Unser Tipp: Sie sind gut beraten, frühzeitig für die Sicherung des Vergütungsanspruchs für Besondere Leistungen Sorge zu tragen.

So gehen Sie in der Praxis vor
In der Praxis haben Sie drei Möglichkeiten, sich ein Honorar für Besondere Leistungen zu sichern bzw. zumindest der Haftung wegen der Nichtübernahme Besonderer Leistungen zu entgehen. Diese stellen wir Ihnen nachfolgend vor.

1. Regelung im Vertrag
Im Idealfall werden sämtliche bei der Bearbeitung eines Bauvorhabens erforderlichen Besonderen Leistungen bereits im Architekten- oder Ingenieurvertrag benannt und das dafür vorgesehene Honorar festgelegt. Ist Ihr Auftraggeber der Auffassung, Besondere Leistungen sind überhaupt nicht erforderlich, und verweigert er daher die Aufnahme in den Vertrag, sollten Sie auch das vertraglich regeln. Ergänzen Sie den Vertrag um eine Klausel, die Sie von der Erbringung Besonderer Leistungen befreit. Diese könnte wie folgt lauten:

㤠XX Vertragsinhalt
Die mit diesem Vertrag vereinbarten Planungs- und Überwachungsleistungen beinhalten nur die als Grundleistungen nach § 15 Absatz 2 HOAI geregelten Leistungen. Besondere Leistungen sind nicht Vertragsgegenstand. Sollten weitere Leistungen erforderlich werden, so ist über diese weiteren Leistungen rechtzeitig eine gesonderte Leistungs- und Honorarvereinbarung zu treffen.“

Wichtig: Für andere Planbereiche müssen Sie die Vertragsklausel durch die Wahl des entsprechenden HOAI-Paragraphen anpassen.

2. Regelung im Lauf der Projektbetreuung
Sieht Ihr Vertrag keine Regelungen zur Erbringung und Vergütung Besonderer Leistungen vor, werden diese im Laufe der Projektbearbeitung jedoch ausdrücklich gefordert oder notwendig, sollten Sie möglichst vor der Durchführung der Leistung eine von beiden Vertragsparteien unterzeichnete Honorarregelung treffen.

Wichtig: Seit 1991 (Inkrafttreten der IV. HOAI-Novelle) müssen Sie diese Honorarvereinbarung zwar nicht mehr zwingend schließen, bevor Sie die Leistungen erbringen. Wir empfehlen Ihnen diesen Weg trotzdem. Sie vermeiden so Nachteile und schaffen Rechtsklarheit.

3. Wenn keine Regelung erreichbar ist
In der Praxis wird es immer Fälle geben, in denen der Auftraggeber partout nicht bereit sein wird, die schriftliche Honorarvereinbarung zu unterzeichnen. Zum Beispiel weil er sich auf den Standpunkt stellt, dass es sich bei den strittigen Leistungen um Grund- und nicht um Besondere Leistungen handelt. Sie stehen dann natürlich vor der Frage, wie Sie verfahren sollten.
Auf keinen Fall sollten Sie die Ausführung der Besonderen Leistungen verweigern. Sonst sind Sie unweigerlich in der Haftung, wenn die Besonderen Leistungen erforderlich sind, um den von Ihnen vertraglich geschuldeten Erfolg zu erreichen.

▶ **Erfasste Daten**

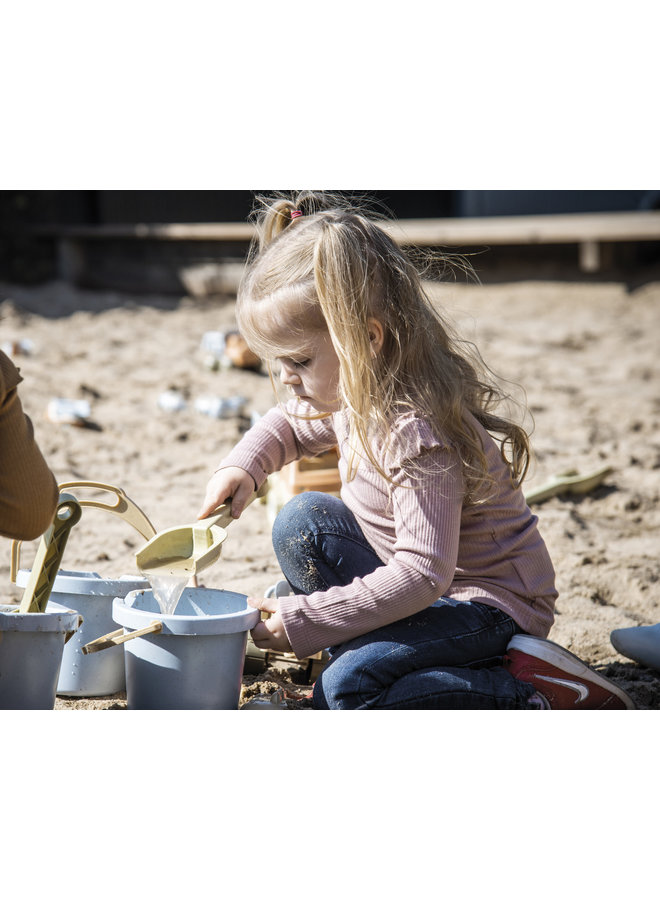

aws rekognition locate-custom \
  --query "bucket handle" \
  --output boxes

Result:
[80,619,163,655]
[9,481,156,584]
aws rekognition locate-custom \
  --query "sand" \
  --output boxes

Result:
[0,281,660,709]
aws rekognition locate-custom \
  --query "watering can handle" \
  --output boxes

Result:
[60,481,156,540]
[9,481,156,584]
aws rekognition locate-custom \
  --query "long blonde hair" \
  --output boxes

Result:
[237,191,530,503]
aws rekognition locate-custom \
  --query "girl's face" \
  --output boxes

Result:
[277,332,339,412]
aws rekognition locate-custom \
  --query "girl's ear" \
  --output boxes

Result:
[367,319,385,357]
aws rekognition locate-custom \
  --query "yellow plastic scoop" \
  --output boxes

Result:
[135,492,257,578]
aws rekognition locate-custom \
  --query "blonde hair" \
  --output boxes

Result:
[237,191,530,503]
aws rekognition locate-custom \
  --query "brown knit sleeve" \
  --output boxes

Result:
[0,352,58,541]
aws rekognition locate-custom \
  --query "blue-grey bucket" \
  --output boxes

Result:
[113,588,261,709]
[16,569,149,697]
[0,600,82,709]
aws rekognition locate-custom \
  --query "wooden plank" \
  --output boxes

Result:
[383,211,660,247]
[33,211,660,247]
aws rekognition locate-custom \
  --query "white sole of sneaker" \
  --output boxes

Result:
[507,634,637,709]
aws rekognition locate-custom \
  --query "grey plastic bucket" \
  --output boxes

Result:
[113,588,261,709]
[0,600,81,709]
[16,569,149,697]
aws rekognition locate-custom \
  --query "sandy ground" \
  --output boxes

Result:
[0,281,660,709]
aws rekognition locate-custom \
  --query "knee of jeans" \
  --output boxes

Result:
[313,651,376,709]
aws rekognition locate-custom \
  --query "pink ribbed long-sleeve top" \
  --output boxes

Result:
[219,401,557,658]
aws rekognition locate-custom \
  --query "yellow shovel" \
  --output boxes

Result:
[135,491,257,578]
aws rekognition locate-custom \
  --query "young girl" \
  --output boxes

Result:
[200,192,631,709]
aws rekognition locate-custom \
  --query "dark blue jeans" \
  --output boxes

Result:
[273,491,534,709]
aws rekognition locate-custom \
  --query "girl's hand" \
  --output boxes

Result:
[197,466,256,519]
[247,597,292,653]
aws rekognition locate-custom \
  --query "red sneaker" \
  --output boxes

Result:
[504,634,636,709]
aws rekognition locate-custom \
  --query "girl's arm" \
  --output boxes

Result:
[199,401,337,518]
[278,446,462,658]
[0,352,58,541]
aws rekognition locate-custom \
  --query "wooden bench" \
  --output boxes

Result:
[38,211,660,272]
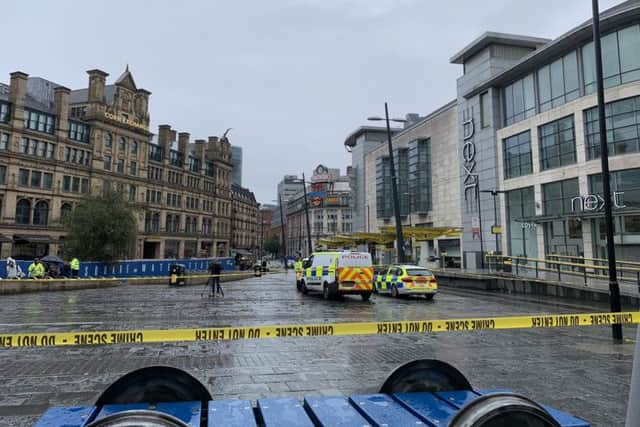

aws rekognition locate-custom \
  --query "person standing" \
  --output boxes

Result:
[7,257,24,279]
[211,260,224,298]
[69,257,80,279]
[28,258,44,279]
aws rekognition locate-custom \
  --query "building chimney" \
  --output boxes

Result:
[53,86,71,138]
[178,132,191,170]
[87,70,109,104]
[9,71,29,129]
[195,139,207,167]
[158,125,173,160]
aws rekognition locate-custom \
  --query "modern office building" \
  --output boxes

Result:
[344,126,399,232]
[231,145,242,187]
[451,1,640,266]
[360,105,461,264]
[345,1,640,268]
[0,69,232,259]
[286,165,353,256]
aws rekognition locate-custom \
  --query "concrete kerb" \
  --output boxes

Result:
[0,272,254,295]
[433,269,640,307]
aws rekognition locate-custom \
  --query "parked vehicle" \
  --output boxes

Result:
[299,252,373,301]
[374,265,438,300]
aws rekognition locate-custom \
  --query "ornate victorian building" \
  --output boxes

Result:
[0,68,232,259]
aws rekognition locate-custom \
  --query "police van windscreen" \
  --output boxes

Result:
[338,253,372,267]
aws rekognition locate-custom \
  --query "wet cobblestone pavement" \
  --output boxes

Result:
[0,273,635,426]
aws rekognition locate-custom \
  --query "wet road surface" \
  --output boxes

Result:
[0,273,635,426]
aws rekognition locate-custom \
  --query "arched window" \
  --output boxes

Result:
[16,199,31,224]
[33,200,49,225]
[60,203,73,219]
[173,215,180,233]
[151,212,160,233]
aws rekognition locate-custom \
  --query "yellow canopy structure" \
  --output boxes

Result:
[318,227,462,248]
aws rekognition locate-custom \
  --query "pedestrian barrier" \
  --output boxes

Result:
[0,258,236,278]
[485,254,640,292]
[0,270,285,285]
[0,311,640,348]
[35,359,589,427]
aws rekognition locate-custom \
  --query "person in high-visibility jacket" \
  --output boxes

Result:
[28,258,44,279]
[293,257,302,290]
[69,257,80,279]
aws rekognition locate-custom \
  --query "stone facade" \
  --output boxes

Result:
[365,102,461,264]
[285,165,353,256]
[0,69,238,258]
[231,184,259,251]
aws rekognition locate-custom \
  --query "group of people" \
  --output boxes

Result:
[7,257,80,279]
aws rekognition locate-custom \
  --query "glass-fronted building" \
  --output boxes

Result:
[452,2,640,267]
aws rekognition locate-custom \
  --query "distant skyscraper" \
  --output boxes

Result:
[231,145,242,187]
[273,175,302,227]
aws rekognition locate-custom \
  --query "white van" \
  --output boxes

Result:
[299,252,373,301]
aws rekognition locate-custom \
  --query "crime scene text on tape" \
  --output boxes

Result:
[0,311,640,348]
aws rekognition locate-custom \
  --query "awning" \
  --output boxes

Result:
[13,234,57,243]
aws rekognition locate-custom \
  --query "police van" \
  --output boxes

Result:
[298,252,373,301]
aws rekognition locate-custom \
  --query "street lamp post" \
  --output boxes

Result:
[273,196,287,270]
[402,193,417,264]
[302,172,313,256]
[591,0,622,342]
[367,102,406,264]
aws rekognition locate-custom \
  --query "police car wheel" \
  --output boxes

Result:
[391,285,400,298]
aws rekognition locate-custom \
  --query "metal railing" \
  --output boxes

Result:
[485,254,640,292]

▶ **Aufgaben**
(a) Beantworten Sie anhand des Textauszugs kurz:
(i) Wie viele Möglichkeiten werden genannt, sich ein Honorar für Besondere Leistungen zu sichern?
(ii) Seit welchem Jahr muss die Honorarvereinbarung nicht mehr zwingend vor Erbringung der Leistungen geschlossen werden?
(iii) Was sollten Sie laut dem Abschnitt „Wenn keine Regelung erreichbar ist“ auf keinen Fall tun?
(b) Schreiben Sie aus dem Textauszug die Passage von „Unser Tipp: Sie sind“ bis einschließlich „Ihnen nachfolgend vor.“ wortgetreu ab.

▶ **Lösungen je Aufgabe**
(a)
(i) Drei Möglichkeiten.
(ii) Seit 1991, dem Inkrafttreten der IV. HOAI-Novelle.
(iii) Die Ausführung der Besonderen Leistungen verweigern.

(b)
Unser Tipp: Sie sind gut beraten, frühzeitig für die Sicherung des Vergütungsanspruchs für Besondere Leistungen Sorge zu tragen.

So gehen Sie in der Praxis vor
In der Praxis haben Sie drei Möglichkeiten, sich ein Honorar für Besondere Leistungen zu sichern bzw. zumindest der Haftung wegen der Nichtübernahme Besonderer Leistungen zu entgehen. Diese stellen wir Ihnen nachfolgend vor.